§ Goal 1
Using the review workflow page, decide whether each statement agrees with it: (a) the workflow posts review comments to the pull request automatically; (b) the paw-review-baseline skill produces CodeResearch.md; (c) a subagent may load its skill after it has begun its work. Answer yes or no for each, and quote the words from the page that decide it.
§ Goal 2
Continue the review workflow page, starting after its last sentence.

§ Source
+-------+

Skip to content

Review Workflow

The PAW Review Workflow is a structured, three-stage process for thoughtful code review of any pull request. It helps reviewers understand changes, evaluate their impact, identify gaps, and provide considerate, actionable feedback.

Overview

PAW Review applies the same principles as the implementation workflow: traceable reasoning, rewindable analysis, and human-in-the-loop decision making. Instead of building code forward from a spec, it works backward from implementation to understanding.

Property Description
Understanding before critique Analyze what changed and why before evaluating quality
Comprehensive feedback Generate all findings; human filters and adjusts based on context
Artifact-based Durable markdown documents trace reasoning from changes to comments
Rewindable Any stage can restart if new information changes understanding
Human-controlled Nothing posted automatically; reviewer selects what to post

Skills-Based Architecture

The review workflow uses a skills-based architecture for dynamic, maintainable orchestration:

Invocation: /paw-review <PR-number-or-URL>

How it works:

  1. The PAW Review agent loads the paw-review-workflow skill
  2. The workflow skill orchestrates activity skills via subagent execution
  3. Each activity skill produces specific artifacts
  4. Complete review runs without manual pauses

Bundled Skills:

Skill Type Stage Output
paw-review-workflow Workflow Orchestration logic
paw-review-understanding Activity Understanding ReviewContext.md, ResearchQuestions.md, DerivedSpec.md
paw-review-baseline Activity Understanding CodeResearch.md
paw-review-impact Activity Evaluation ImpactAnalysis.md
paw-review-gap Activity Evaluation GapAnalysis.md
paw-review-correlation Activity Evaluation CrossRepoAnalysis.md (multi-repo only)
paw-review-feedback Activity Output ReviewComments.md (draft → finalized)
paw-review-critic Activity Output Assessment sections
paw-review-github Activity Output GitHub pending review

Tool Support:

  • paw_get_skills — Retrieves catalog of available skills
  • paw_get_skill — Loads specific skill content by name

Subagent Skill Loading:

Every subagent MUST call paw_get_skill FIRST before executing any work. The workflow skill requires delegation prompts to include: "First load your skill using paw_get_skill('paw-review-<skill-name>'), then execute the activity."

Cross-Repository Review

PAW Review supports coordinated review of multiple related PRs across repositories.

+-------+

§ Material shown
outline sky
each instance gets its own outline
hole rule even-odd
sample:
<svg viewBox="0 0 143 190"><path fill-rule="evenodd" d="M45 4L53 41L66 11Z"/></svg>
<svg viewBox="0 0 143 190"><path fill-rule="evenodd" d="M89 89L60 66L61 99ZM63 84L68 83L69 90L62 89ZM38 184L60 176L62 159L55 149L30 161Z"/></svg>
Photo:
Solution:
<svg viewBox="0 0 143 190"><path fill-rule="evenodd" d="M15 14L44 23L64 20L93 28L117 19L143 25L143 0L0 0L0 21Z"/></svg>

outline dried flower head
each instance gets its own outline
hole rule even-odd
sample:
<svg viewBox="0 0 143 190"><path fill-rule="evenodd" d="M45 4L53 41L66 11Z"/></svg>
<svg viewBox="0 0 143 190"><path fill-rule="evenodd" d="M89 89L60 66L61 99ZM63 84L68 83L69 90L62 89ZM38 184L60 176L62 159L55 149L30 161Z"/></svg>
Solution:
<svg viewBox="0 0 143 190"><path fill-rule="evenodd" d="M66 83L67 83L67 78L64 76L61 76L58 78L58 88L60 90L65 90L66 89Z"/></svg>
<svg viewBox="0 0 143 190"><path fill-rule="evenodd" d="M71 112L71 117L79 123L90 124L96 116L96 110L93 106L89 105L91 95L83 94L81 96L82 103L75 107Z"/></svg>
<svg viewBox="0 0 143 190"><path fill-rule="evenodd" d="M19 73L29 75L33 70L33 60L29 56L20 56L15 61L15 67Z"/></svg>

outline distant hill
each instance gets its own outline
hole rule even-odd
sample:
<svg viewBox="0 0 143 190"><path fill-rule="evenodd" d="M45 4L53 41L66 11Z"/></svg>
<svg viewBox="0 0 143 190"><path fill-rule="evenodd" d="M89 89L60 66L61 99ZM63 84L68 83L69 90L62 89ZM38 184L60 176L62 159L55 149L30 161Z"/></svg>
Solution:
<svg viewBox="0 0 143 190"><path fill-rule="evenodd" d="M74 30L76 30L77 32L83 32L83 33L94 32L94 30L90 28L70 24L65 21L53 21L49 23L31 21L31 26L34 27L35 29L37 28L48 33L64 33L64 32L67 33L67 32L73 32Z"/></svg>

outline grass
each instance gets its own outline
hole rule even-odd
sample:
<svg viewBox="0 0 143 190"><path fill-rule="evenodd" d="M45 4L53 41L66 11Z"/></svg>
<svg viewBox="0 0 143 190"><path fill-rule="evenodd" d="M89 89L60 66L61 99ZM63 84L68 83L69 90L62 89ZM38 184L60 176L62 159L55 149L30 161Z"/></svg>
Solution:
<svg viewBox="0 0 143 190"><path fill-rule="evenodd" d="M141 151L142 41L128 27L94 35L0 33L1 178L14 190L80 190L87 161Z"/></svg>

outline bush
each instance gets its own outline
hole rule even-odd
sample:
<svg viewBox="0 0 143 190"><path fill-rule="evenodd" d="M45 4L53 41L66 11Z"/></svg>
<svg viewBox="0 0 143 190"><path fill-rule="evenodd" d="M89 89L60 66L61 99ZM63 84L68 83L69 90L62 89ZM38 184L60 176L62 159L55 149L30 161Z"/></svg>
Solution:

+-------+

§ Response 1
(a) No: "Nothing posted automatically; reviewer selects what to post"
(b) Yes: "paw-review-baseline Activity Understanding CodeResearch.md"
(c) No: "Every subagent MUST call paw_get_skill FIRST before executing any work."

§ Response 2
Invocation:

/paw-review https://github.com/org/api/pull/123 https://github.com/org/frontend/pull/456

Detection triggers:

  • Multiple PR URLs/numbers in the command
  • Multi-root VS Code workspace detected
  • PRs reference different repositories

What happens:

  1. Creates separate artifact directories per repository (PR-123-api/, PR-456-frontend/)
  2. Analyzes each PR through full review stages
  3. Identifies cross-repository impacts and dependencies
  4. Creates pending reviews on each PR with cross-references

Artifact additions for multi-repo:

  • ReviewContext.md includes related_prs field linking to other PRs
  • ImpactAnalysis.md includes Cross-Repository Dependencies table
  • GapAnalysis.md includes cross-repo consistency checks
  • ReviewComments.md includes cross-references like (See also: org/frontend#456)

Single-PR workflows remain unchanged—multi-repo features activate only when detected.

Workflow Stages

PR → Understanding (R1) → Evaluation (R2) → Feedback Generation (R3)

Stage R1 — Understanding

Goal: Comprehensively understand what changed and why

Skills: paw-review-understanding, paw-review-baseline

Inputs:

  • PR URL or number (GitHub context)
  • Base branch name (non-GitHub context)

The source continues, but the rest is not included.